### TAREFA A RESOLVER:
No excerto sobre o recurso da credora, reescreva a parte que começa nas palavras que contêm "Inconformada, a credora" e termina em "insolvência como fortuita.", trocando "encerramento" por "arquivamento".

### EXCERTO:
☆ ☆ ☆
Inconformada, a credora Caixa de Crédito Agrícola Mútuo de (…), C.R.L. interpôs recurso desta decisão, na parte relativa ao encerramento do processo por insuficiência da massa insolvente, pugnando pelo prosseguimento dos autos e terminando as alegações com as conclusões que se transcrevem:
«I. – Mal andou Douta Sentença proferida em 05.01.2022 ao determinar o encerramento do Processo por Insuficiência da Massa Insolvente e qualificar a insolvência como fortuita.
II. – Tendo, a Credora aqui Recorrente Caixa de Crédito Agrícola Mútuo de (…), C.R.L. em 08.07.2021, deduzido oposição à proposta apresentada no relatório apresentado pelo Senhor Administrador de Insolvência nos termos do artigo 155.º do C.I.R.E., onde foi proposto o encerramento do processo por insuficiência da Massa Insolvente nos termos do n.º 2 do artigo 232.º do C.I.R.E. e alínea d) do n.º 1 do artigo 230.º do C.I.R.E., e em 12.07.2021 junto dos presentes autos Petição Inicial da Acção Declarativa de Condenação, contra … (1.ª Ré), … (2.ª Ré), e … (3.º Réu), que corre os seus termos no Juízo Local Cível de Benavente, da Comarca de Santarém, com n.º 589/21.0TBNV, pelo que foi peticionado que o bem objecto da referida acção (1/3 indiviso do prédio rústico descrito na Conservatória do Registo Predial de Salvaterra de Magos sob o n.º … da freguesia de … e inscrito na matriz predial rústica sob o artigo …, da secção 1 (parte) com um valor de mercado não inferior a € 21.700,00 (vinte e um mil, e setecentos euros) regresse ao património da Devedora Insolvente, integrando a Massa Insolvente e respondendo perante os credores da insolvência, deveria, ao contrário do decidido, ter sido proferida sentença que ordenasse o prosseguimento dos autos para liquidação do activo com expectativa de aquisição desse direito e relegado para momento oportuno, a prolação de decisão quanto à qualificação de insolvência.
☆ ☆ ☆
(Linhas de um conjunto de dados de marcação de caixas)
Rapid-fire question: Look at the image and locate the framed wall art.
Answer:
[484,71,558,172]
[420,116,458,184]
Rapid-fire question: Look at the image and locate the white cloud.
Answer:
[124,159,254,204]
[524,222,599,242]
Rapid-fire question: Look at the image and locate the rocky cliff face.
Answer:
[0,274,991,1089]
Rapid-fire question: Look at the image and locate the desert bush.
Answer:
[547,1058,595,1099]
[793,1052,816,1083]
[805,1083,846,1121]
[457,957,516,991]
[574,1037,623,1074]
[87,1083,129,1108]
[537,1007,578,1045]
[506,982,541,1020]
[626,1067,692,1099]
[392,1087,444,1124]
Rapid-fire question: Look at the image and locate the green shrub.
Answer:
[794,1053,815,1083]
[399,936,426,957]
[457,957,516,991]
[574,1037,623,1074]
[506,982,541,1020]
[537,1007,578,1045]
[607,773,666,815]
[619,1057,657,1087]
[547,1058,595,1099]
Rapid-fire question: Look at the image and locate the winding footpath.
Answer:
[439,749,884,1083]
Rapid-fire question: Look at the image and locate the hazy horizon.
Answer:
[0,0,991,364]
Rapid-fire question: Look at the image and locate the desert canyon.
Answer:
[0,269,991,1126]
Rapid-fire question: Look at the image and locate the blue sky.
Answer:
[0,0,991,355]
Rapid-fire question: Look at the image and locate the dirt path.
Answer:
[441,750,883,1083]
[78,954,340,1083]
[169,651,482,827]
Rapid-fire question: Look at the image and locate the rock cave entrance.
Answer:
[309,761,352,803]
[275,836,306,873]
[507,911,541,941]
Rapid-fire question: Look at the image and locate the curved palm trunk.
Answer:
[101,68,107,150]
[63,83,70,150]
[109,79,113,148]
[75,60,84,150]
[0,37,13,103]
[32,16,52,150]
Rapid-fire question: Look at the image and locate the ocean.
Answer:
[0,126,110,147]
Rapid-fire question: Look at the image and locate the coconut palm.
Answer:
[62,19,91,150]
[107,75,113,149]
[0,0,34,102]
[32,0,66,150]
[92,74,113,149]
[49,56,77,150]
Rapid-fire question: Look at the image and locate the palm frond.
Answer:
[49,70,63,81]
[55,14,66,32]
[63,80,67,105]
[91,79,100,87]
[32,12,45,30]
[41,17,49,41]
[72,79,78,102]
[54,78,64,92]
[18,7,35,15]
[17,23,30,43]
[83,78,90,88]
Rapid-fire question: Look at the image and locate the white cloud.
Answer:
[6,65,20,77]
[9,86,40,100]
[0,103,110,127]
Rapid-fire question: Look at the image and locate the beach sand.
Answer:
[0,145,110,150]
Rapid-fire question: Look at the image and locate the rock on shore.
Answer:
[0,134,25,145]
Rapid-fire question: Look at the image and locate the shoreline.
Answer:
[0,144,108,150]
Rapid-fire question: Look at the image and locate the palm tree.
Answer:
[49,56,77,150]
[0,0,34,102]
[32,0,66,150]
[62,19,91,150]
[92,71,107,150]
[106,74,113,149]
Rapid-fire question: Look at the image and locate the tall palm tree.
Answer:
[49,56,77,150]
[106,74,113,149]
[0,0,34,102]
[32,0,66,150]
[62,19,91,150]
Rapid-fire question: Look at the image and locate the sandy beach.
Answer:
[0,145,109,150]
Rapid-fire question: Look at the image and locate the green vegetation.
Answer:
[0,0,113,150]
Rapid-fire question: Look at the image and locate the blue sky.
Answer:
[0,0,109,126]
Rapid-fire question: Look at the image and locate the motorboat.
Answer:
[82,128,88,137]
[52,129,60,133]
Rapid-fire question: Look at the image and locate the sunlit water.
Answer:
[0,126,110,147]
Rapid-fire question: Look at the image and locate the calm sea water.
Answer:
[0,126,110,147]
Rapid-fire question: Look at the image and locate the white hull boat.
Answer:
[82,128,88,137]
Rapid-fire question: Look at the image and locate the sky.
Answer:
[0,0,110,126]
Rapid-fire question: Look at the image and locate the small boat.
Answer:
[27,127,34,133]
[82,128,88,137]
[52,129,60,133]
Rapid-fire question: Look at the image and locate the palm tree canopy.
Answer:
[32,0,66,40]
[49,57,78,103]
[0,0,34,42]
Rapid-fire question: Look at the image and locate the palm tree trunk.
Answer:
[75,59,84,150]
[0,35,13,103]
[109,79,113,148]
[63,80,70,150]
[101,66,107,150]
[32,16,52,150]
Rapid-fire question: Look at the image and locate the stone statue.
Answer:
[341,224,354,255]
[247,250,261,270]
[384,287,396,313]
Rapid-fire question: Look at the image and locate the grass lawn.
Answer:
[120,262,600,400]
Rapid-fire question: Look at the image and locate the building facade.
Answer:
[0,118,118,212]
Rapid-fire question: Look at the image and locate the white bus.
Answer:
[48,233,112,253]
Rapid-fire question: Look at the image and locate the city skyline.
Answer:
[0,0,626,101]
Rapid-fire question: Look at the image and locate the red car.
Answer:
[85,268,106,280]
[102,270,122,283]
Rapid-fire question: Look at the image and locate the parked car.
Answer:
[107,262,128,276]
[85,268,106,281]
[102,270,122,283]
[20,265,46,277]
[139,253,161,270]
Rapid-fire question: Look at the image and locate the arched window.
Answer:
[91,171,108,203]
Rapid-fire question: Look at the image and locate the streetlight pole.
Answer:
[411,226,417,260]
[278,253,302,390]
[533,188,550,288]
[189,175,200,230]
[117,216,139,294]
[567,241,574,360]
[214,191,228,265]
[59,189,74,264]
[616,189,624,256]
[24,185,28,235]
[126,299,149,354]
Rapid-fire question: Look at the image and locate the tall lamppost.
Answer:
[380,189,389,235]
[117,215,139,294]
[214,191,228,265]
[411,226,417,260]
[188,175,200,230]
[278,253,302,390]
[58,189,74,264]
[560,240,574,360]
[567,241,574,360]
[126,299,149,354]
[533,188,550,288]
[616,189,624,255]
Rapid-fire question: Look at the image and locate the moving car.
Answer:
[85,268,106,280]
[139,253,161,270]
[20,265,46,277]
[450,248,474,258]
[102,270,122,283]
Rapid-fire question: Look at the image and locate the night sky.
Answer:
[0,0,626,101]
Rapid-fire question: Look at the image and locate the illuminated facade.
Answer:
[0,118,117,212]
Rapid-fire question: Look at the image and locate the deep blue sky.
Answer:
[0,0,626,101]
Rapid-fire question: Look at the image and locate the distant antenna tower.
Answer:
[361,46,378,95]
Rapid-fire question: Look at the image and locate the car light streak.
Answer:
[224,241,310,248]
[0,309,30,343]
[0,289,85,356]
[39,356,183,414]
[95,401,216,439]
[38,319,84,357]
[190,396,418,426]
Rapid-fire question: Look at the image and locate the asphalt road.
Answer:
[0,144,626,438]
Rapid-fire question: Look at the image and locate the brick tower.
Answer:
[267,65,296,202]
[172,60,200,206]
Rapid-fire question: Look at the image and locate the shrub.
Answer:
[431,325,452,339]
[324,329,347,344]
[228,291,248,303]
☆ ☆ ☆
### RESULTADO:
Inconformada, a credora Caixa de Crédito Agrícola Mútuo de (…), C.R.L. interpôs recurso desta decisão, na parte relativa ao arquivamento do processo por insuficiência da massa insolvente, pugnando pelo prosseguimento dos autos e terminando as alegações com as conclusões que se transcrevem:
«I. – Mal andou Douta Sentença proferida em 05.01.2022 ao determinar o arquivamento do Processo por Insuficiência da Massa Insolvente e qualificar a insolvência como fortuita.